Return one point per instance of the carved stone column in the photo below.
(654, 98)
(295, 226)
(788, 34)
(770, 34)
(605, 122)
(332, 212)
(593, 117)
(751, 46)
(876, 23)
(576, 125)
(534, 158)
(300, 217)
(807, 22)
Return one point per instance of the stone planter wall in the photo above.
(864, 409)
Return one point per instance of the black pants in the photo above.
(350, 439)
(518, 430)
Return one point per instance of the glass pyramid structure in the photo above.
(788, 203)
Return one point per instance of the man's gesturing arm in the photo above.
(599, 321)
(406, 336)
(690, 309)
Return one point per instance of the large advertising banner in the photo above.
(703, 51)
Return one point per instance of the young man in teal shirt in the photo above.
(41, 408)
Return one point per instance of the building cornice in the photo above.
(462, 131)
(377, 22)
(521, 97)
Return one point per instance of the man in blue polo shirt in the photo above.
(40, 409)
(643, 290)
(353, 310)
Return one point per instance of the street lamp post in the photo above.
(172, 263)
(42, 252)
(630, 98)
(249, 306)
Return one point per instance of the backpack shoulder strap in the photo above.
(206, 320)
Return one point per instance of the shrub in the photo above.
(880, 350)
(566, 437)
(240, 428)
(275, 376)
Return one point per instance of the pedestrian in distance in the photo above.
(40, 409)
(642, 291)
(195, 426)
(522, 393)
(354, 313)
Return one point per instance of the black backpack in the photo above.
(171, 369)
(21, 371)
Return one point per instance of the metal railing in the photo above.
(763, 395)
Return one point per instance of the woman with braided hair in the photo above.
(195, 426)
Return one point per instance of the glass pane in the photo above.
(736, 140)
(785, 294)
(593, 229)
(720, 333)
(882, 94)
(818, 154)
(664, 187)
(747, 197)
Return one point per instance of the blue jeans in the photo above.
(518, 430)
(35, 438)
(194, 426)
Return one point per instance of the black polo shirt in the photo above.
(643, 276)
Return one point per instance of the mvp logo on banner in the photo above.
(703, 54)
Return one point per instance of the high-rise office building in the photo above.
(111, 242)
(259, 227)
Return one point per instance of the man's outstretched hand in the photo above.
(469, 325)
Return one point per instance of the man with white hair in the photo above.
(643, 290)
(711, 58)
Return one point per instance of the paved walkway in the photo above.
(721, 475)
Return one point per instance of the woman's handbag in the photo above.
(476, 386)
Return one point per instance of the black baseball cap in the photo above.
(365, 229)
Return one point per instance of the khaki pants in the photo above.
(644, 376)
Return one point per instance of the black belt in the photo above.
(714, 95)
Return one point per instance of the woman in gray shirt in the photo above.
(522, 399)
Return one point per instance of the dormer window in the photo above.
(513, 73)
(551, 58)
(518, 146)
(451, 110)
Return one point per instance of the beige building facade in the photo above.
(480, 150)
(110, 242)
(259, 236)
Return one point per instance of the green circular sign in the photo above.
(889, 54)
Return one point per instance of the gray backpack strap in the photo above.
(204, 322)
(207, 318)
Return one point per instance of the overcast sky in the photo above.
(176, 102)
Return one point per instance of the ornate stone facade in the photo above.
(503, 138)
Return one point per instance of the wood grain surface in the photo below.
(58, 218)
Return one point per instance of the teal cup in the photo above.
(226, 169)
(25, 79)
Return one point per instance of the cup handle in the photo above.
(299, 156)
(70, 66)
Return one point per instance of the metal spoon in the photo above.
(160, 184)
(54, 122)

[Request] Each line of the listing should be echoed back exactly.

[Worked answer]
Return one point per instance of the carved stone column in the photo below.
(654, 98)
(295, 226)
(788, 34)
(770, 34)
(605, 122)
(332, 212)
(593, 117)
(751, 46)
(876, 23)
(576, 125)
(534, 158)
(300, 217)
(807, 22)
Return one point per instance of the stone planter wall in the photo above.
(864, 409)
Return one point per instance of the black pants in the photo above.
(350, 439)
(518, 430)
Return one point per instance of the glass pyramid structure in the photo above.
(788, 203)
Return one point per instance of the man's gesturing arm in the photo above.
(599, 321)
(406, 336)
(690, 309)
Return one point per instance of the large advertising banner in the photo above.
(703, 51)
Return one point per instance of the young man in teal shirt in the photo above.
(41, 408)
Return one point per instance of the building cornice in the photo above.
(462, 131)
(377, 22)
(521, 97)
Return one point per instance of the man in blue polo shirt in the photo above.
(40, 409)
(643, 290)
(353, 310)
Return one point per instance of the street lamp post in the photo above.
(172, 263)
(42, 252)
(630, 98)
(249, 306)
Return one point per instance of the backpack shoulder strap in the photo above.
(206, 320)
Return one point per instance of the shrub in the photo above.
(880, 350)
(566, 437)
(240, 428)
(275, 376)
Return one point per instance of the pedestrian in distance in the photo above.
(40, 409)
(642, 291)
(195, 426)
(522, 393)
(354, 313)
Return one point per instance of the black backpack in the photo above.
(171, 369)
(21, 371)
Return one point per instance of the metal railing in the photo above.
(763, 395)
Return one point per instance of the woman with braided hair in the photo above.
(195, 426)
Return one point per instance of the glass pane in the photo above.
(736, 140)
(785, 294)
(593, 229)
(720, 333)
(882, 94)
(818, 154)
(664, 187)
(747, 197)
Return one point per instance of the blue jeans in the photo above.
(518, 430)
(35, 438)
(194, 426)
Return one point per instance of the black polo shirt in the photo above.
(643, 276)
Return one point per instance of the mvp logo on banner in the photo above.
(703, 54)
Return one point per instance of the high-rise office building in the photo above.
(111, 242)
(259, 227)
Return one point per instance of the man's outstretched hand in the photo above.
(469, 325)
Return one point per instance of the man with white hair in the photo above.
(643, 290)
(711, 58)
Return one point per instance of the paved walkway in the photo above.
(721, 475)
Return one point per instance of the woman's handbag in the photo above.
(476, 386)
Return one point per instance of the black baseball cap in the photo above.
(365, 229)
Return one point per instance of the khaki pants in the photo above.
(644, 376)
Return one point per instance of the black belt in the photo above.
(714, 95)
Return one point per instance of the woman in gray shirt in the photo above.
(522, 399)
Return one point per instance of the dormer window in the photo above.
(513, 73)
(551, 58)
(518, 146)
(451, 110)
Return one point per instance of the beige building facade in the photo above.
(480, 150)
(110, 242)
(259, 236)
Return one point per instance of the green circular sign in the photo above.
(889, 54)
Return one point per instance of the gray backpack strap in the photo above.
(204, 322)
(207, 318)
Return one point per instance of the overcast sky in the photo above.
(176, 102)
Return one point per instance of the ornate stone facade in the photo above.
(503, 138)
Return one point per instance of the wood grain surface in the photo below.
(58, 218)
Return one point per instance of the teal cup in the photo above.
(226, 169)
(25, 79)
Return one point per instance of the cup handle in the photo above.
(299, 156)
(70, 66)
Return one point per instance of the metal spoon in the photo above.
(160, 184)
(54, 122)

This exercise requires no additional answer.